··· Document segment

In terms of the formal review criteria for tool/system report:

(1) Quality, importance, and impact of the described tool or system (convincing evidence must be provided).

The DBpedia system/project itself involves a huge combined effort and the work described is (very obviously) of high impact. The described tool/system is free, open, and accessible on the Web.

(2) Clarity, illustration, and readability of the describing paper, which shall convey to the reader both the capabilities and the limitations of the tool.

DBpedia has been published before in a 2009 journal paper, but given the raft of developments in the past few years, I believe that there is more than enough novelty to justify an updated tool/system report. The paper is generally well written and well structured. It provides a lot of detail on various aspects of the DBpedia pipe-line and resulting KB that should be of relevance to many practitioners.

As such, I commend the authors on a good job and recommend an accept. However, there are a number of typos, suggested clarifications and nit-picks that should be looked into, as follows.

== MINOR COMMENTS ==

# THROUGHOUT:
* Mixing UK and US English. "organisations", "center", etc. Make consistent.
* I think table captions go on top for the SWJ style?
* Fix obvious bad-boxes.
* Fix bad line-spacing, as per Section 2.4 (right column, bottom, p5).
* Some figures (esp. figure 6 & 14, also 9 & 13) won't work well in black & white.
* Prefixes are (re-)introduced in various places and sometimes after they are first used. Perhaps just create a prefix table to enumerate all prefixes?

# TITLE:
* Use a dash, not a hyphen.

# SECTION 1
* "for the success of the Linked Open Data initiative" Success somehow implies to me that it is all over and done and we can all go home but I don't see that as the case.

······
··· Dataset excerpts

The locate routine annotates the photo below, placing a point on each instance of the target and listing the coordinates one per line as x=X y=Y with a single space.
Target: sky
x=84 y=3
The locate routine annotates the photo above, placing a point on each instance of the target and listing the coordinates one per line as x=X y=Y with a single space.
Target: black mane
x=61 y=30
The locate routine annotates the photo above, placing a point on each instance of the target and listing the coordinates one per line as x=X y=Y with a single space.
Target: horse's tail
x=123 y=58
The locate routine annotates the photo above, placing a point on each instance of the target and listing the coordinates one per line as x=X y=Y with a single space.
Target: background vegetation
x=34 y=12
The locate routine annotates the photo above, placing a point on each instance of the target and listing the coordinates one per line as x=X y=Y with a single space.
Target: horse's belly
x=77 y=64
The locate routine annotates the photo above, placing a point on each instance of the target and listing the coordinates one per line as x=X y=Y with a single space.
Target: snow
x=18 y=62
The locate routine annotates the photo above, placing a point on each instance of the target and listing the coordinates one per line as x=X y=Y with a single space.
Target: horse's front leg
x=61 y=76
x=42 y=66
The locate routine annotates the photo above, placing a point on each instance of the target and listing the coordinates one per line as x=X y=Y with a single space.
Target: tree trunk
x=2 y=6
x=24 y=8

······
··· Dataset excerpts

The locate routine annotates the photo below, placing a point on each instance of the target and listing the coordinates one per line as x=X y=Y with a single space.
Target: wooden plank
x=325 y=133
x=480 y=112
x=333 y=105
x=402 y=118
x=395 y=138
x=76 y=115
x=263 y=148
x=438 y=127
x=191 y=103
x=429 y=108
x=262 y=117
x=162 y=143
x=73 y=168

······

# Exercise objective
Do these statements agree with the DBpedia review? Answer yes or no for each and quote the deciding words. (a) DBpedia had already been published in a 2009 journal paper. (b) The reviewer recommends rejecting the paper. (c) The title should use a hyphen instead of a dash.

# Solution for this exercise
(a) Yes: "DBpedia has been published before in a 2009 journal paper"
(b) No: "I commend the authors on a good job and recommend an accept"
(c) No: "Use a dash, not a hyphen."